=== Assigned task ===
Could each entry be returned exactly as it appears?

Point-per-instance localization data
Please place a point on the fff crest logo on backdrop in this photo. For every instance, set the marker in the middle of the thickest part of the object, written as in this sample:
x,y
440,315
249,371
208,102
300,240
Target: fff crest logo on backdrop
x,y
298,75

=== Response ===
Please place a point on the fff crest logo on backdrop in this photo. For every instance, set the marker in the middle of the thickest part of the object, written as in this sample:
x,y
440,315
249,371
208,102
300,240
Target: fff crest logo on backdrop
x,y
298,75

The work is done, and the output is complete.